### [Passage given]
COMING NEXT WEEK a blog from Ira Gold, author of Debasements of Brooklyn, whose droll first mystery featuring two original and memorable characters, is due  in June, and has already been purchased by Blackstone Audiobooks.



Monday, January 18, 2016

MOPPING UP

This May we’ll be publishing Charles Davis’ Hitler, Mussolini, and Me, a historical (and hysterical) novel that takes place in Rome in 1938, before World War Two and the holocaust. This meeting cements the relationship between the two dictators that will lead to the Axis powers. Charles, a Brit living in France, had always wanted to write something historically correct about these two men, but do it “differently” which, after immense research he has accomplished, marrying Truth with his keen sense of the Absurd. Its uniqueness makes it one of my favorite titles for this or any other year.

### [Material provided]

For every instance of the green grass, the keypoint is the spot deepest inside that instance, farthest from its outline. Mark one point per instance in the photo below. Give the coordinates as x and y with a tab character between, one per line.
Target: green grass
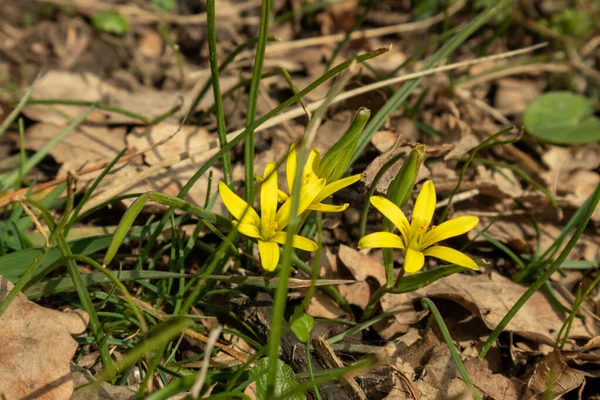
132	289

### [Requirement]
Please rewrite the stretch of the blog post from "COMING NEXT WEEK" through "any other year.", changing "Brit" to "Briton". The material is separate from the blog post.

### [Answer for this exercise]
COMING NEXT WEEK a blog from Ira Gold, author of Debasements of Brooklyn, whose droll first mystery featuring two original and memorable characters, is due  in June, and has already been purchased by Blackstone Audiobooks.



Monday, January 18, 2016

MOPPING UP

This May we’ll be publishing Charles Davis’ Hitler, Mussolini, and Me, a historical (and hysterical) novel that takes place in Rome in 1938, before World War Two and the holocaust. This meeting cements the relationship between the two dictators that will lead to the Axis powers. Charles, a Briton living in France, had always wanted to write something historically correct about these two men, but do it “differently” which, after immense research he has accomplished, marrying Truth with his keen sense of the Absurd. Its uniqueness makes it one of my favorite titles for this or any other year.